**WHAT IS NEEDED:**
Write out all of the lines below again in full, shifting each bounding-box coordinate given as an answer up by 73 and leaving every other number unchanged. Omit the pictures from your reply.

**MATERIAL PROVIDED:**
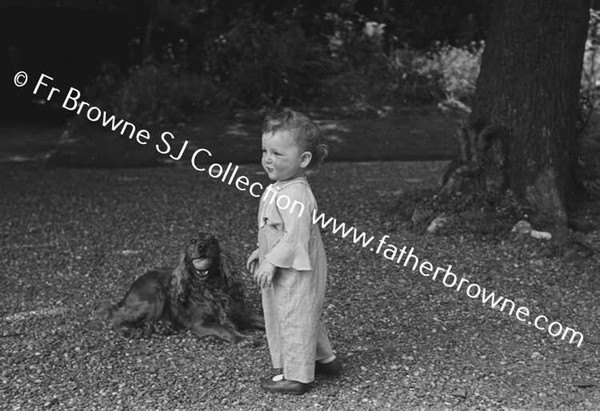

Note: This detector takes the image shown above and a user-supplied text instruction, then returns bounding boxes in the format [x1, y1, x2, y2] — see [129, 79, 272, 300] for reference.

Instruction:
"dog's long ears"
[219, 250, 235, 287]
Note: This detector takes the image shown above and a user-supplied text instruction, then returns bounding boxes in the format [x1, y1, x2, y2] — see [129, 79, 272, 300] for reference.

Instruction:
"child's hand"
[246, 249, 258, 274]
[254, 260, 277, 288]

**SOLUTION TO THIS EXERCISE:**
Note: This detector takes the image shown above and a user-supplied text instruction, then returns bounding boxes in the format [x1, y1, x2, y2] — see [129, 79, 272, 300] for reference.

Instruction:
"dog's long ears"
[292, 323, 308, 360]
Note: This detector takes the image shown above and a user-supplied text instruction, then returns bounding boxes in the format [x1, y1, x2, y2] — see [129, 79, 272, 300] for reference.

Instruction:
"child's hand"
[319, 322, 331, 347]
[327, 333, 350, 361]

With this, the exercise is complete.